Work to complete -
Return only the lines starting at the line that contains "Reviewer note: confirm that every instance of the sky" and ending with the final line of the listing; include both endpoints.

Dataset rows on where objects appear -
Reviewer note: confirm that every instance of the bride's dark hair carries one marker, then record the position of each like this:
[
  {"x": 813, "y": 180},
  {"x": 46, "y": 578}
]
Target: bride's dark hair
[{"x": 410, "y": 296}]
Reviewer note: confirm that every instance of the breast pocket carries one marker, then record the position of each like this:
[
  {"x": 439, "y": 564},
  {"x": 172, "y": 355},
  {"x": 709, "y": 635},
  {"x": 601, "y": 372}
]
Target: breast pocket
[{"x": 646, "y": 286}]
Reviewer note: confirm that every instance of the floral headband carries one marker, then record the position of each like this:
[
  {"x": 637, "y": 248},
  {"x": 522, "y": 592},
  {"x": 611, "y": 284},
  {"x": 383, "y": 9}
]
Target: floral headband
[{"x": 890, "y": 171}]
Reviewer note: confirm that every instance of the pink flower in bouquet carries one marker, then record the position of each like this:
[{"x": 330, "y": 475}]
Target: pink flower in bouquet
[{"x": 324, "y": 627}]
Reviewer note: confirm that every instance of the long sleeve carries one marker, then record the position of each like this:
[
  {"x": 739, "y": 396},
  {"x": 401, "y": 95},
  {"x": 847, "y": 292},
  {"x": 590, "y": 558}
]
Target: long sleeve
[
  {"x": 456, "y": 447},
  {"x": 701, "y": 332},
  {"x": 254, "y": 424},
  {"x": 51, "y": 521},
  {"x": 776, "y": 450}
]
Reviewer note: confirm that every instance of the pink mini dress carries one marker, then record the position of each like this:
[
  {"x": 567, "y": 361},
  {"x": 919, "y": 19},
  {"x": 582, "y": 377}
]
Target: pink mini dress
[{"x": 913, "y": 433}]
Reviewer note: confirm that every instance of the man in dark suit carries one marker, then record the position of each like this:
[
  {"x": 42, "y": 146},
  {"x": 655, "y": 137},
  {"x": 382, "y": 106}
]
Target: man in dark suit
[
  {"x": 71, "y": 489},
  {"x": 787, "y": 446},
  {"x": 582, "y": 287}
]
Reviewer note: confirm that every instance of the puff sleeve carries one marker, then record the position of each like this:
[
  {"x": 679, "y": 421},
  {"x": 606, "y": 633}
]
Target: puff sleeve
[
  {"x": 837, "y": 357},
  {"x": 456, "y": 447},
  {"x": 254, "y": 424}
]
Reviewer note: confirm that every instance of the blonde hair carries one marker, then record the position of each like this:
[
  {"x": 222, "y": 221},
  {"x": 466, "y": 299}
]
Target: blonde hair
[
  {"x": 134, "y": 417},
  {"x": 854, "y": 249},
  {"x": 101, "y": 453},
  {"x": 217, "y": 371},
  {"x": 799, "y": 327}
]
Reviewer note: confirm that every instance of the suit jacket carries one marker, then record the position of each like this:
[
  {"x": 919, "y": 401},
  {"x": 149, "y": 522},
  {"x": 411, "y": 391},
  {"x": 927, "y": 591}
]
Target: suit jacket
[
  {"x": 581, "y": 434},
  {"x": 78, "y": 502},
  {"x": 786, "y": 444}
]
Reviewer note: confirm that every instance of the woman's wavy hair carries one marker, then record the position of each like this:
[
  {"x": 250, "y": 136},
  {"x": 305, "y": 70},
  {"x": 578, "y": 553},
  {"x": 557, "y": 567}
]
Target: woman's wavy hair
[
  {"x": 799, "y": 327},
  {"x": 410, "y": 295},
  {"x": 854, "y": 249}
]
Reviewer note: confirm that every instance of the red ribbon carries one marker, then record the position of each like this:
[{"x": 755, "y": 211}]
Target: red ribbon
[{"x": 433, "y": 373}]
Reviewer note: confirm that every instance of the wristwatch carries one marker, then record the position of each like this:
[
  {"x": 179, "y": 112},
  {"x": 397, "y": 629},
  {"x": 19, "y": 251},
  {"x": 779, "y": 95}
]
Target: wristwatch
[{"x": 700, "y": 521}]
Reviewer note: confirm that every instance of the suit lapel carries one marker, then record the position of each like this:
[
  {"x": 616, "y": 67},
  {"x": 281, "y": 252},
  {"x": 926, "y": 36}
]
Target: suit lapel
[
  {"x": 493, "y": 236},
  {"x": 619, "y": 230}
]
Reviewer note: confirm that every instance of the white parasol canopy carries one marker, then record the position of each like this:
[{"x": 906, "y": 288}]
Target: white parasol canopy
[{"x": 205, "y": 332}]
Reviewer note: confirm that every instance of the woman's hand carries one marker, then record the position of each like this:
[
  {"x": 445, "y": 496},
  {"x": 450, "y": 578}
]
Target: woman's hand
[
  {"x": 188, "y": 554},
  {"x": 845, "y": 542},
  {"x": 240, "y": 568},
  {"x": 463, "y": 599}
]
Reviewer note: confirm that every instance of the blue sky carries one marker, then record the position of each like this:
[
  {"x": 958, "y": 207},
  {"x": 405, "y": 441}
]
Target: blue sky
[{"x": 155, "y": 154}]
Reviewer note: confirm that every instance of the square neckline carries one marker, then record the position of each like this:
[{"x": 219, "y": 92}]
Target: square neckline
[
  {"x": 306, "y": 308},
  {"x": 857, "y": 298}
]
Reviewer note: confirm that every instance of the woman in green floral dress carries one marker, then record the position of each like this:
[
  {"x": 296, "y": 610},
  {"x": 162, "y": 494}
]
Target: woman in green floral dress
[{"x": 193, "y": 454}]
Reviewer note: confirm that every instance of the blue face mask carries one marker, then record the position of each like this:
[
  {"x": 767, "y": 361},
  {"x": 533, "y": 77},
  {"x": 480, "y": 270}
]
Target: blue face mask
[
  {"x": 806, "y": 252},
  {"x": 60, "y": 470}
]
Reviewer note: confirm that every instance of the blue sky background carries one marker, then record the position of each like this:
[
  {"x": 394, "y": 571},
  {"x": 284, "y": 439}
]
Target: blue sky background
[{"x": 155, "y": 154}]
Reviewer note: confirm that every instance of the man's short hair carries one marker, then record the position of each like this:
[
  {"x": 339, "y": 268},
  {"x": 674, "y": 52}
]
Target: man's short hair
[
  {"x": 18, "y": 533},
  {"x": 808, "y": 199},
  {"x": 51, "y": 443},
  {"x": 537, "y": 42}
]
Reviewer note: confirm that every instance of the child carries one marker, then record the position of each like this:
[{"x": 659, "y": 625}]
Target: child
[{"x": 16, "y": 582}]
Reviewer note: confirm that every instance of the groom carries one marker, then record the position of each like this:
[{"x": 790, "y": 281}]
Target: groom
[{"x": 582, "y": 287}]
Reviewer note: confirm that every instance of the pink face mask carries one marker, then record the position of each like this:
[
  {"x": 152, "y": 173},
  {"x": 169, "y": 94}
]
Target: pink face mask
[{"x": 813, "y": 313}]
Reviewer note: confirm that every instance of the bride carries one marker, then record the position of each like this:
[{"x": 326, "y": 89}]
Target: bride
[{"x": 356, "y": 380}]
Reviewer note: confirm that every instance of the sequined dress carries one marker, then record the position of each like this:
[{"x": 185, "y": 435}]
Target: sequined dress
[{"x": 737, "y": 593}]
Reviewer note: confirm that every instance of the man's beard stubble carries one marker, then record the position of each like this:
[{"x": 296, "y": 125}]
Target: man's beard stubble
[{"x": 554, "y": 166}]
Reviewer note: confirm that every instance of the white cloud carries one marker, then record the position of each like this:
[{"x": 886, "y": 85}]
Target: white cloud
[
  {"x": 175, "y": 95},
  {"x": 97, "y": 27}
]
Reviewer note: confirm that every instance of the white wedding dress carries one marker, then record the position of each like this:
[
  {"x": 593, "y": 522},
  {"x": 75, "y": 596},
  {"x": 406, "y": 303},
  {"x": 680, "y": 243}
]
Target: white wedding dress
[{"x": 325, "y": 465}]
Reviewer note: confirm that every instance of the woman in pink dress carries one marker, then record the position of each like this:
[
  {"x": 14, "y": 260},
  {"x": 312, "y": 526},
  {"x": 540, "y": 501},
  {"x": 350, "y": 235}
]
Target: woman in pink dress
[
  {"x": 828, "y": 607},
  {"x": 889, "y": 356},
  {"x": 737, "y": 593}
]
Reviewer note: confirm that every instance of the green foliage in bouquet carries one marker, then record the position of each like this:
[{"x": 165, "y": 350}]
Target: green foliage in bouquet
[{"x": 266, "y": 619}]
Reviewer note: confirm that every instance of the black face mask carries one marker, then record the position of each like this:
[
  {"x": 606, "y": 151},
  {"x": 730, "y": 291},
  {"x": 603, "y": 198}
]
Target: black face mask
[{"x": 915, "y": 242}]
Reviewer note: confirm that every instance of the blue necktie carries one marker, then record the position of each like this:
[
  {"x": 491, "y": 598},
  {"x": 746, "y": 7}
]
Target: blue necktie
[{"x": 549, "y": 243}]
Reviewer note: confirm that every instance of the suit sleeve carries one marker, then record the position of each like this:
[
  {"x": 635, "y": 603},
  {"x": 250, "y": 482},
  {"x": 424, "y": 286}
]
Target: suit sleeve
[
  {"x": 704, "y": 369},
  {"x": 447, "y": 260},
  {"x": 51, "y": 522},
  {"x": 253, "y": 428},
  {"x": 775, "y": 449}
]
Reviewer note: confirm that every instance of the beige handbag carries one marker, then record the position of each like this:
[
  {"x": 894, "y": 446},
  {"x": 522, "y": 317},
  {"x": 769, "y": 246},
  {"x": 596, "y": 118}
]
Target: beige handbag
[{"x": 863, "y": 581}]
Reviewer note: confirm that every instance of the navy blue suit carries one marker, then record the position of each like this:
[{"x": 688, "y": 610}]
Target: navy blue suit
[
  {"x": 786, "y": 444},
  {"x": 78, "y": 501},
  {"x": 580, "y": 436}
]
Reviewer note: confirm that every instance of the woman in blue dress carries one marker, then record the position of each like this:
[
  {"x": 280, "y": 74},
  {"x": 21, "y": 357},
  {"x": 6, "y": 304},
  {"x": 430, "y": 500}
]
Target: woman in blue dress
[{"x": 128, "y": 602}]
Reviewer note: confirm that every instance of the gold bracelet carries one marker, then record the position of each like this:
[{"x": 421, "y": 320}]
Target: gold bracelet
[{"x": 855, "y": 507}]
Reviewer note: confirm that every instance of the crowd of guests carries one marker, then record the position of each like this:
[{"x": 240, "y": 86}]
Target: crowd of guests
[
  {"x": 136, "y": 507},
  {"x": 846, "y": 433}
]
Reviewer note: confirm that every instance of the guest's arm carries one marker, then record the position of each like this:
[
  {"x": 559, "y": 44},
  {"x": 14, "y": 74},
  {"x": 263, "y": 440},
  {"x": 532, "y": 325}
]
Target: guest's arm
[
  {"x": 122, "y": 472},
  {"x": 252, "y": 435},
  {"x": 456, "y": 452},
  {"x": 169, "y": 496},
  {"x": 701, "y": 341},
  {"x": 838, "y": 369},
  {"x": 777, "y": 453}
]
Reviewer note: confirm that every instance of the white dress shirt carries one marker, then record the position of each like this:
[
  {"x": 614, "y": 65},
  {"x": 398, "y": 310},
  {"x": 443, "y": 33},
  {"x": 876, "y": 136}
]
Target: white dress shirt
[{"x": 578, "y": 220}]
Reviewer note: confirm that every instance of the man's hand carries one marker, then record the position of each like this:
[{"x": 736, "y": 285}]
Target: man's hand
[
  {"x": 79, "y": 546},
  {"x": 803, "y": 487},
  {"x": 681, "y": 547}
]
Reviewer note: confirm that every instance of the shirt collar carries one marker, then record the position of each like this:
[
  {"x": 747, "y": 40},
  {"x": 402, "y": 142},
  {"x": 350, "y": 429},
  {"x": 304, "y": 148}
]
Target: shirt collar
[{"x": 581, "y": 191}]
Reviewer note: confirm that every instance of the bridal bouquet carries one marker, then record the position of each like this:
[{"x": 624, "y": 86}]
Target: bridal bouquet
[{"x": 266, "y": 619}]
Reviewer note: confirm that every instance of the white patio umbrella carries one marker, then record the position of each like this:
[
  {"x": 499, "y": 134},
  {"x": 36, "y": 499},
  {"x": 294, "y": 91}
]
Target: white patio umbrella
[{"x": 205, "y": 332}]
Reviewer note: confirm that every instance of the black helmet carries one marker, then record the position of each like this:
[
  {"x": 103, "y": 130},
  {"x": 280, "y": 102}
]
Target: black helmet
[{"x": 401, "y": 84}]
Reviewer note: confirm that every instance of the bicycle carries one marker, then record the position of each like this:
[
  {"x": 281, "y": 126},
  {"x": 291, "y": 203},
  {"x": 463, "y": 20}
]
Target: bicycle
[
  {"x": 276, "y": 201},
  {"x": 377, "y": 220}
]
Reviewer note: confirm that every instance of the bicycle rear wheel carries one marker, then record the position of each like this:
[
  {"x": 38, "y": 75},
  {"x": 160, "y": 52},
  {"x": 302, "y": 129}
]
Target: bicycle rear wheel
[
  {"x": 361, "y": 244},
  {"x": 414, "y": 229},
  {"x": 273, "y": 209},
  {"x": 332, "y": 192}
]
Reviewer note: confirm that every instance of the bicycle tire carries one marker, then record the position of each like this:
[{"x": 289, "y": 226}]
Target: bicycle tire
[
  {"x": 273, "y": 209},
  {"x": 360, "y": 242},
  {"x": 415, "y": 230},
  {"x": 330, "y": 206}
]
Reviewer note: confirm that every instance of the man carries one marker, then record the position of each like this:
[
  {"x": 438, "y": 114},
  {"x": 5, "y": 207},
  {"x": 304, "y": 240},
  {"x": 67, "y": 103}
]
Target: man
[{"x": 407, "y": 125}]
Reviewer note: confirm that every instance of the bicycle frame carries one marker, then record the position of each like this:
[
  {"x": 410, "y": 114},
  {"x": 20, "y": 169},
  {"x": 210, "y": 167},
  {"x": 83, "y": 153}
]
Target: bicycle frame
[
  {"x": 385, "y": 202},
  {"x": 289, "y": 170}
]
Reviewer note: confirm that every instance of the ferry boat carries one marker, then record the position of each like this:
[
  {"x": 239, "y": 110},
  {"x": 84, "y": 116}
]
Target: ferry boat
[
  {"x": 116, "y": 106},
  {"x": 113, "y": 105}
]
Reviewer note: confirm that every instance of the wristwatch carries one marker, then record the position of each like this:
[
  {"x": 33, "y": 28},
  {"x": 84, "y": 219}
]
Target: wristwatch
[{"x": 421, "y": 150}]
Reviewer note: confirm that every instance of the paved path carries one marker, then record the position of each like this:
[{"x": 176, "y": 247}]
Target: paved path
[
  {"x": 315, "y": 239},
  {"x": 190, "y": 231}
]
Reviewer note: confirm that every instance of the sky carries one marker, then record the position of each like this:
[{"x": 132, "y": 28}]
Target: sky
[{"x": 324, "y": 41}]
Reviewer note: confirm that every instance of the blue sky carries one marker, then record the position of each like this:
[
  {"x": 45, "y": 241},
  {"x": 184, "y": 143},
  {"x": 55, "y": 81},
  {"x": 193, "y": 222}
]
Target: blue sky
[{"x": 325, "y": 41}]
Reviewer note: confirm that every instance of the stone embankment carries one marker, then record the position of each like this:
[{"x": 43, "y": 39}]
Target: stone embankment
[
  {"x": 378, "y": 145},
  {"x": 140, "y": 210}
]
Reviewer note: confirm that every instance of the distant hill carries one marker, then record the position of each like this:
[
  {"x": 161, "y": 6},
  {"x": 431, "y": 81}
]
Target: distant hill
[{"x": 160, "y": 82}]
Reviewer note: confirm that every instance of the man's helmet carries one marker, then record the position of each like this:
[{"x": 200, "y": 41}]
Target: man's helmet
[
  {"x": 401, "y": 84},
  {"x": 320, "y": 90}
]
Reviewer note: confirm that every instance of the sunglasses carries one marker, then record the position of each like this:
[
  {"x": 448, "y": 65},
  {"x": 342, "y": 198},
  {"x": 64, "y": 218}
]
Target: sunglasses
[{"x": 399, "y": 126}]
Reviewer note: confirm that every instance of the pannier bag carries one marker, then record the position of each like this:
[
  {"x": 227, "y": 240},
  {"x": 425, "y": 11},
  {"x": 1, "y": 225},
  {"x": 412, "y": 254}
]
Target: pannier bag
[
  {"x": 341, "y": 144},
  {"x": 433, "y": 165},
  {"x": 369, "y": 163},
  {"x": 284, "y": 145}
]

The completed task -
Reviewer note: confirm that every instance of the sky carries one marker, then record the position of each like this:
[{"x": 132, "y": 28}]
Target: sky
[{"x": 324, "y": 41}]
Reviewer note: confirm that every instance of the blue sky carries one marker, then record the position of each like this:
[
  {"x": 45, "y": 241},
  {"x": 184, "y": 143},
  {"x": 55, "y": 81},
  {"x": 193, "y": 222}
]
Target: blue sky
[{"x": 325, "y": 41}]
Reviewer note: confirm that every instance of the stone embankment carries one marker, then record the position of each like this:
[{"x": 43, "y": 39}]
Target: stone embankment
[
  {"x": 378, "y": 145},
  {"x": 140, "y": 210}
]
Reviewer note: confirm that every instance of the distant hill carries one marker, then record the position of each like this:
[
  {"x": 161, "y": 6},
  {"x": 431, "y": 81}
]
Target: distant hill
[{"x": 160, "y": 82}]
Reviewer note: confirm that every instance of the man's helmet carries one marker, then record the position of each like this:
[{"x": 200, "y": 41}]
Target: man's helmet
[
  {"x": 401, "y": 84},
  {"x": 320, "y": 90}
]
Reviewer note: confirm that every instance of the sunglasses carries one marker, then record the position of each like this:
[
  {"x": 448, "y": 65},
  {"x": 342, "y": 198},
  {"x": 64, "y": 218}
]
Target: sunglasses
[{"x": 399, "y": 126}]
Reviewer note: confirm that every instance of the pannier bag carries one marker, then record the position of each like this:
[
  {"x": 227, "y": 240},
  {"x": 425, "y": 11},
  {"x": 1, "y": 225},
  {"x": 412, "y": 254}
]
Target: pannier bag
[
  {"x": 341, "y": 144},
  {"x": 433, "y": 165},
  {"x": 369, "y": 163},
  {"x": 284, "y": 145}
]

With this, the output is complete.